— START —

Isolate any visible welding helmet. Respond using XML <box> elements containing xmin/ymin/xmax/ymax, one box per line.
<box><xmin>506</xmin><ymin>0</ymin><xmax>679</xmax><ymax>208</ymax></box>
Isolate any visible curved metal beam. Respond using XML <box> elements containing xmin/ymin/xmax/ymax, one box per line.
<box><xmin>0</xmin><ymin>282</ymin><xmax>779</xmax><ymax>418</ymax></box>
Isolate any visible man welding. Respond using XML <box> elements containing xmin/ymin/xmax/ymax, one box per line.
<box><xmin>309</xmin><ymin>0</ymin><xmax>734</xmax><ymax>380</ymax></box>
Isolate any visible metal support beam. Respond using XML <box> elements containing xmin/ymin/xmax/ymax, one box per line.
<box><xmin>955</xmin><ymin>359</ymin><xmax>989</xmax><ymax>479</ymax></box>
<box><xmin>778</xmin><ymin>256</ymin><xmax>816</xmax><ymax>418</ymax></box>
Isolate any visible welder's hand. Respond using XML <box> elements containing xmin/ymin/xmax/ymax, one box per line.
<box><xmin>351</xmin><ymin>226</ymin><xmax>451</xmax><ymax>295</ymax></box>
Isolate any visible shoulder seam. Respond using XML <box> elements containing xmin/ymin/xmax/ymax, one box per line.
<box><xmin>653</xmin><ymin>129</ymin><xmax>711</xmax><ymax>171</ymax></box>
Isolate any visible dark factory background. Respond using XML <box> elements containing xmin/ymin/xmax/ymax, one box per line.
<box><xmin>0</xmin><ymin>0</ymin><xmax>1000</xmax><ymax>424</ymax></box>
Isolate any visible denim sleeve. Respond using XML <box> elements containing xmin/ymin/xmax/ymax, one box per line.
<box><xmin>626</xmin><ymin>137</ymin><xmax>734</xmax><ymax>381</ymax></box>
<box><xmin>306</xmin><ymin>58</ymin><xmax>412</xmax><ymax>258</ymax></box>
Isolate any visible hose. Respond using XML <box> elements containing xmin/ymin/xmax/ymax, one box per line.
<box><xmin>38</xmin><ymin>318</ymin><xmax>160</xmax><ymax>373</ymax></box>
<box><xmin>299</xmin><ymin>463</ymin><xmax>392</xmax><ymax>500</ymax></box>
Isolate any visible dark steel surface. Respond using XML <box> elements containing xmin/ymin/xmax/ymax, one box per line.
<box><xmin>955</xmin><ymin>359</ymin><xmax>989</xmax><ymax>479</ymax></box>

— END —

**TASK TO CARRY OUT:**
Please copy out each record, character for character.

**SOLVED EXERCISE:**
Isolate any visible welding helmet. Respond using XML <box> elements containing xmin/ymin/xmax/ymax, one box per line.
<box><xmin>506</xmin><ymin>0</ymin><xmax>679</xmax><ymax>208</ymax></box>
Isolate any visible curved metal beam. Respond using XML <box> elements containing xmin/ymin/xmax/ymax, one box per line.
<box><xmin>0</xmin><ymin>282</ymin><xmax>779</xmax><ymax>418</ymax></box>
Isolate any visible man welding. Respond using XML <box> elements containing xmin/ymin/xmax/ymax, one box per line.
<box><xmin>309</xmin><ymin>0</ymin><xmax>734</xmax><ymax>380</ymax></box>
Isolate any visible metal support beam. Respond using XML <box> elements containing xmin/ymin/xmax/ymax, one box per line.
<box><xmin>955</xmin><ymin>359</ymin><xmax>989</xmax><ymax>479</ymax></box>
<box><xmin>778</xmin><ymin>256</ymin><xmax>816</xmax><ymax>418</ymax></box>
Isolate any visible welder's hand. Respond using XML <box> elements containing xmin/ymin/xmax/ymax, one box per line.
<box><xmin>351</xmin><ymin>226</ymin><xmax>451</xmax><ymax>295</ymax></box>
Isolate any visible shoulder seam. Respond using XML <box> elements containing xmin/ymin/xmax/ymax, one box per line.
<box><xmin>653</xmin><ymin>129</ymin><xmax>711</xmax><ymax>171</ymax></box>
Isolate any visible dark factory background. Respond using XML <box> elements containing xmin/ymin/xmax/ymax, one box per line.
<box><xmin>0</xmin><ymin>0</ymin><xmax>1000</xmax><ymax>424</ymax></box>
Isolate any visible denim sleeve. Respond using XML <box> elements containing xmin/ymin/xmax/ymax, one box per line.
<box><xmin>626</xmin><ymin>137</ymin><xmax>734</xmax><ymax>381</ymax></box>
<box><xmin>306</xmin><ymin>58</ymin><xmax>412</xmax><ymax>258</ymax></box>
Isolate any visible hose. Respond using XML <box> elements containing xmin/ymin/xmax/ymax, one box per line.
<box><xmin>38</xmin><ymin>318</ymin><xmax>160</xmax><ymax>373</ymax></box>
<box><xmin>299</xmin><ymin>463</ymin><xmax>392</xmax><ymax>500</ymax></box>
Isolate any visible dark steel surface. Respond using XML <box> elements containing xmin/ymin/xmax/ymax, one box per line.
<box><xmin>955</xmin><ymin>359</ymin><xmax>989</xmax><ymax>479</ymax></box>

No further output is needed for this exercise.